#### [PROBLEMS TO WORK ON]
**A.** Rewrite the paragraph in the 321ACTION update that begins "Last week saw the 52nd anniversary" more briefly, keeping its main facts.
**B.** According to the 321ACTION update, on what date did the U.S. Supreme Court decide Roe v. Wade?
**C.** Reproduce word for word the part of the 321ACTION update starting at "Here are three" and ending at "protecting bodily autonomy.".

-- Start of PROVIDED PASSAGE --

321ACTION: January 27, 2025
President Trump issued a host of Executive Orders in his first week in office addressing a wide range of topics. Some orders were noncontroversial, such as ordering the declassification and release of documents related to the investigation of the assassinations of Reverend Martin Luther King Jr., President John F. Kennedy, and Senator Robert F. Kennedy.
Other orders have caused great alarm, including orders conflating gender and sex and denying the existence of trans people; orders suspending asylum and refugee programs and expanding immigration enforcement; orders prohibiting diversity, equity, and including programming, including orders requiring federal workers to report colleagues working on such initiatives; and pardoning or granting clemency to all individuals convicted of or charged with crimes related to the January 6 riots, including those convicted of violent crimes. Read more here. A federal judge has issued a nationwide preliminary injunction against possibly the most controversial executive order, which would reinterpret the 14th Amendment to end birthright citizenship. Many of these executive orders, including the order dissolving the Gender Policy Council, harm women, girls, and victims and survivors of gender-based violence, but are paradoxically being justified as necessary to protect women.
Ready to make a difference?
Here are three ways to get started:
3. Share the Repro Legal Helpline
Last week saw the 52nd anniversary of the Supreme Court’s ruling legalizing abortion nationwide. On January 22, 1973, the U.S. Supreme Court recognized the constitutional right to an abortion with its landmark decision in Roe v. Wade. Nearly 50 years later, in 2022, that ruling was overturned, marking a pivotal shift in the nation’s legal landscape. As states impose stricter abortion bans, advocates for reproductive rights are facing new challenges in protecting bodily autonomy.

-- End of PROVIDED PASSAGE --
-- Start of SUPPLIED DATA --

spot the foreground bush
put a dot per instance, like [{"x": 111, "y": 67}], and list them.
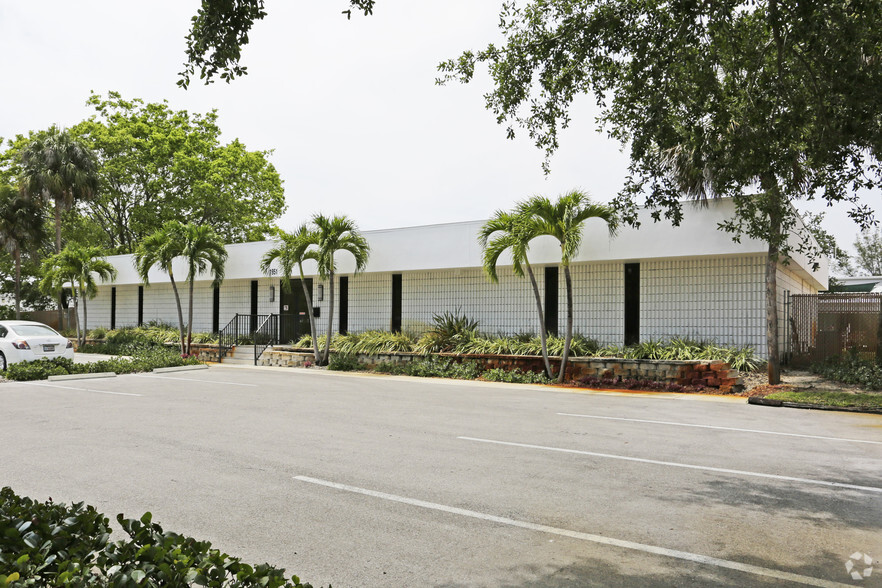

-- End of SUPPLIED DATA --

#### [IN RESPONSE]
**A.** The Supreme Court's ruling legalizing abortion nationwide marked its 52nd anniversary last week. On January 22, 1973, the Court recognized a constitutional right to an abortion in Roe v. Wade, but that ruling was overturned in 2022. As states impose stricter abortion bans, reproductive rights advocates face new challenges in protecting bodily autonomy.

**B.** January 22, 1973.

**C.**
Here are three ways to get started:
3. Share the Repro Legal Helpline
Last week saw the 52nd anniversary of the Supreme Court’s ruling legalizing abortion nationwide. On January 22, 1973, the U.S. Supreme Court recognized the constitutional right to an abortion with its landmark decision in Roe v. Wade. Nearly 50 years later, in 2022, that ruling was overturned, marking a pivotal shift in the nation’s legal landscape. As states impose stricter abortion bans, advocates for reproductive rights are facing new challenges in protecting bodily autonomy.